--- Start Source ---
C3: GKE Component Diagram - Kubernetes Cluster Internals

Level: Component (C4 Model Level 3) Scope: Google Kubernetes Engine Cluster Internal Architecture Primary Audience: Platform Engineers, Kubernetes Administrators, Senior Developers Last Updated: November 23, 2025

Overview

This diagram shows the internal components of the GKE cluster, including the Kubernetes control plane, node pools, networking, and application deployments.

Key Components:

Kubernetes control plane (managed by Google)
Multi-zone node pools with auto-scaling
NGINX Ingress Controller for traffic routing
License API deployment with HPA (Horizontal Pod Autoscaler)
CoreDNS for service discovery
Workload Identity for secure GCP access

GKE Component Diagram

Component Details

1. Kubernetes Control Plane (Managed by Google)

Components:

kube-apiserver: REST API endpoint for all cluster operations
kube-scheduler: Assigns pods to nodes based on resource requirements
kube-controller-manager: Runs controllers (Deployment, ReplicaSet, Service, etc.)
etcd: Distributed key-value store for cluster state

Management:

Fully managed by Google (no direct access)
Multi-zone HA (3 replicas across zones)
Automatic version upgrades (release channel: REGULAR)
--- End Source ---
--- Start Supplied data ---
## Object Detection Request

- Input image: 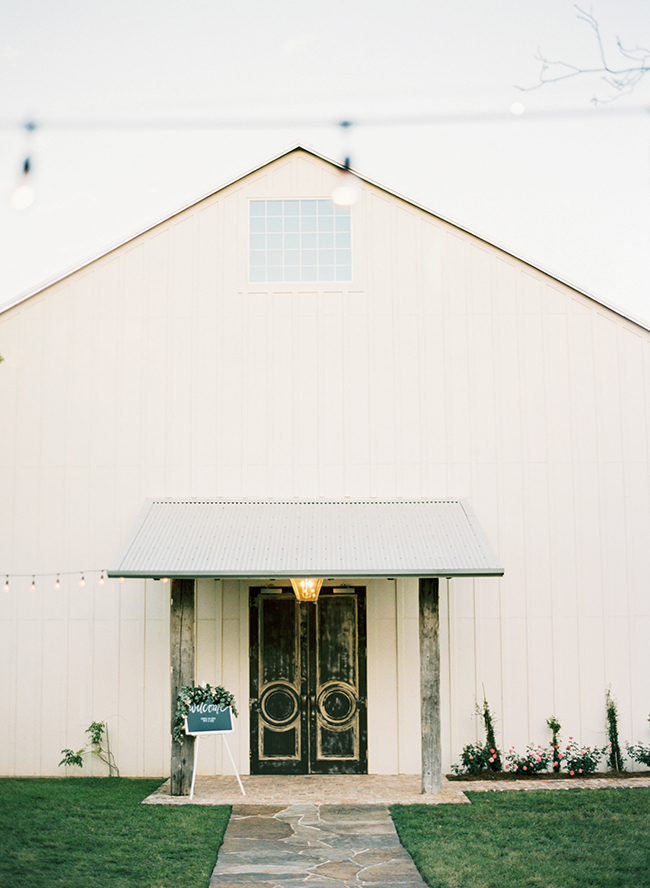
--- End Supplied data ---
Set exercise A:
According to the GKE component diagram page, which release channel governs the control plane's automatic version upgrades?
Set exercise B:
Transcribe everything in the GKE component diagram page from "etcd: Distributed key-value" down to "(release channel: REGULAR)".

Written answer A:
REGULAR

Written answer B:
etcd: Distributed key-value store for cluster state

Management:

Fully managed by Google (no direct access)
Multi-zone HA (3 replicas across zones)
Automatic version upgrades (release channel: REGULAR)